● WHAT TO DO
Below are some entries. Count how many of their lines include "pack", then give that number only.

● DATA FOR THIS TASK
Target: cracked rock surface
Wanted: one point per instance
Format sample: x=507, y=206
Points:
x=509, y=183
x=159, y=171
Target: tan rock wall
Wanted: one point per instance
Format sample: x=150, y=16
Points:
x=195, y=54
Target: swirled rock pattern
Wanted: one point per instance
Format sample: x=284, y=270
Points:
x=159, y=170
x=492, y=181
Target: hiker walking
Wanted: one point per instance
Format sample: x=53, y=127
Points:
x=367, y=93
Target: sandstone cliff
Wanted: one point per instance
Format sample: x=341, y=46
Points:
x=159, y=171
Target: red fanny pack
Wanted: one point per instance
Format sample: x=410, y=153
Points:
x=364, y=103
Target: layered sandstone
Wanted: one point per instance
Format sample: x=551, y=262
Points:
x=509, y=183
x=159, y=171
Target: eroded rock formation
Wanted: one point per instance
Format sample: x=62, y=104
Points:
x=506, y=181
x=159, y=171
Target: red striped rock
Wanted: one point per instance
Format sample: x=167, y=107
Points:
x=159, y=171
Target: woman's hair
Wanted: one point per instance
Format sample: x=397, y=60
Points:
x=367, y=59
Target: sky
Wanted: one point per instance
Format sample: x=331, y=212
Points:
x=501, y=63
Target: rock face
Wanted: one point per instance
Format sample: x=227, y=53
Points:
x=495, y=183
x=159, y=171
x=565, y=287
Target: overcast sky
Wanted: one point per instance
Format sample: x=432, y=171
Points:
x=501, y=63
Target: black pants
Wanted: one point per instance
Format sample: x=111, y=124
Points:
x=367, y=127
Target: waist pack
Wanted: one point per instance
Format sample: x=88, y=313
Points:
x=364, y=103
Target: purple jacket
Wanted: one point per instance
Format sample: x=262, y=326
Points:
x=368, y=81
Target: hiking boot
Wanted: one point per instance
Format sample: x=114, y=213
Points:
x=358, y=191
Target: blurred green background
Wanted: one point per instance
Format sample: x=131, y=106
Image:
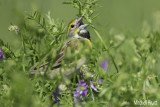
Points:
x=122, y=15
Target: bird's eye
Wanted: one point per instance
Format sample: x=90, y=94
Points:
x=72, y=26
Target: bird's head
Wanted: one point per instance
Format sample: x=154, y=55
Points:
x=77, y=29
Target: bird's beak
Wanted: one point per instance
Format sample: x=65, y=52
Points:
x=79, y=21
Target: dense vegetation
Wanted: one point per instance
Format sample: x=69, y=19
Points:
x=123, y=67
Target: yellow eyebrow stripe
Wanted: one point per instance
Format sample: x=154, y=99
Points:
x=69, y=26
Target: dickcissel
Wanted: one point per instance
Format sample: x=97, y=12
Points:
x=73, y=54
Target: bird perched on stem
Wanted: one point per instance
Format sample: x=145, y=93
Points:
x=72, y=55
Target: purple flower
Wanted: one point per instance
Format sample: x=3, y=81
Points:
x=105, y=65
x=93, y=87
x=56, y=95
x=1, y=54
x=81, y=90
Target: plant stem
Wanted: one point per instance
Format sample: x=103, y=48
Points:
x=99, y=36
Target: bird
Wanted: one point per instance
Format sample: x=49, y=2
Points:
x=73, y=54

● COMPLETED EXERCISE
2